Copy out the records below, substituting "For this review" for every occurrence of "For this evaluation" and leaving everything else as it is.

--- Begin Records provided ---

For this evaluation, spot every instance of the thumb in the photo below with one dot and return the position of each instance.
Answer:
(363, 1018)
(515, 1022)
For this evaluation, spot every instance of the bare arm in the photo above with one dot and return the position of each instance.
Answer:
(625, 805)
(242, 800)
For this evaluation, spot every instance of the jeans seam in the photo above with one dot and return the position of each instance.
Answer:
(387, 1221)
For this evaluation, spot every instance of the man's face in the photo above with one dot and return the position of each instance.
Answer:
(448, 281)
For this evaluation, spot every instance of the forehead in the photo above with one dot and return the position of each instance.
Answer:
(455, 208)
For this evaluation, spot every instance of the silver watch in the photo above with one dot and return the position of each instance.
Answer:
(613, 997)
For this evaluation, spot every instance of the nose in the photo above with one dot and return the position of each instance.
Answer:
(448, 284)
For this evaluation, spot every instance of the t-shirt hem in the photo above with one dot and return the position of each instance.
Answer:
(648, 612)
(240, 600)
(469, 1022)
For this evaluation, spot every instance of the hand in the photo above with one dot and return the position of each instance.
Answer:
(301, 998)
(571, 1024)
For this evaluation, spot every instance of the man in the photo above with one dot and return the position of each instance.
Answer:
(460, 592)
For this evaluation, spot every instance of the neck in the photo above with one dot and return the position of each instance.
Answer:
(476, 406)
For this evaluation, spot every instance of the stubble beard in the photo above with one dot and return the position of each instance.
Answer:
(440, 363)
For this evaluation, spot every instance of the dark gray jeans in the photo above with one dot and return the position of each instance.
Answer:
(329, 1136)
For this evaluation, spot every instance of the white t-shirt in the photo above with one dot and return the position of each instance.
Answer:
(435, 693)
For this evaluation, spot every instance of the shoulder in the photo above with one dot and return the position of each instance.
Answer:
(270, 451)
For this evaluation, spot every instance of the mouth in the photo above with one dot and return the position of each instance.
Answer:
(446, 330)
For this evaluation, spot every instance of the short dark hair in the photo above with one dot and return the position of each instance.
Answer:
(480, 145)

--- End Records provided ---

◆ **Result of the task**:
For this review, spot every instance of the thumb in the photo below with one dot and return the position of each instance.
Answer:
(363, 1018)
(515, 1022)
For this review, spot every instance of the bare arm in the photo above with one dot and return the position of each instance.
Answer:
(625, 805)
(242, 800)
For this review, spot every instance of the jeans seam in the photo above with one dot and return the position of each instance.
Answer:
(387, 1221)
For this review, spot every instance of the man's face in the photo above with one dot and return the position of each instance.
Answer:
(448, 281)
For this review, spot every instance of the forehead in the photo above with one dot and return the position of each instance.
Answer:
(455, 208)
For this review, spot every instance of the silver watch in the photo above with one dot and return the position of each instance.
Answer:
(613, 997)
For this review, spot every instance of the nose in the photo above with one dot and return the position of each instance.
Answer:
(448, 284)
For this review, spot every instance of the t-shirt hem in the photo above with one dot and return the position of each instance.
Answer:
(648, 612)
(240, 600)
(469, 1022)
For this review, spot every instance of the hand in the photo above with one dot and return the position of each instance.
Answer:
(301, 998)
(571, 1024)
For this review, spot every instance of the man in the photo above with one dot and return the position of each instance.
Answer:
(460, 592)
For this review, spot every instance of the neck in the photo above with one dot and return the position of each instance.
Answer:
(476, 406)
For this review, spot every instance of the stubble beard in the photo above with one dot and return the position of each instance.
Answer:
(440, 363)
For this review, spot every instance of the dark gray jeans in the photo above with one dot and return the position of each instance.
Answer:
(329, 1136)
For this review, spot every instance of the white t-shirt in the photo above with one dot and return the position of each instance.
Answer:
(435, 693)
For this review, spot every instance of the shoulder in the photo above with one dot and return the position of each instance.
Answer:
(270, 451)
For this review, spot every instance of the mouth in the photo above with one dot and return the position of each instance.
Answer:
(446, 330)
For this review, spot every instance of the short dark hair in the photo above with one dot and return the position of each instance.
Answer:
(480, 145)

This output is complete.